## Begin
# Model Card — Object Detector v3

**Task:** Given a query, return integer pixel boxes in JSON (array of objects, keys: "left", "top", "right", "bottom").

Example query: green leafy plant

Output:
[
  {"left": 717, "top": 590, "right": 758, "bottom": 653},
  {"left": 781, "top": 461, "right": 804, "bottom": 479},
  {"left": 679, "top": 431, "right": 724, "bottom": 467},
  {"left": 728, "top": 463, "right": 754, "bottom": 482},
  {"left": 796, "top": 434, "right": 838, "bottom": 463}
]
## End
Aim of the task
Set down the data above once more, line for line, without changing anything.

Result of this task
# Model Card — Object Detector v3

**Task:** Given a query, return integer pixel boxes in JSON (array of objects, keys: "left", "top", "right", "bottom").

Example query: green leafy plant

Output:
[
  {"left": 717, "top": 590, "right": 758, "bottom": 653},
  {"left": 781, "top": 461, "right": 804, "bottom": 479},
  {"left": 679, "top": 431, "right": 724, "bottom": 467},
  {"left": 728, "top": 463, "right": 754, "bottom": 482},
  {"left": 796, "top": 434, "right": 838, "bottom": 463}
]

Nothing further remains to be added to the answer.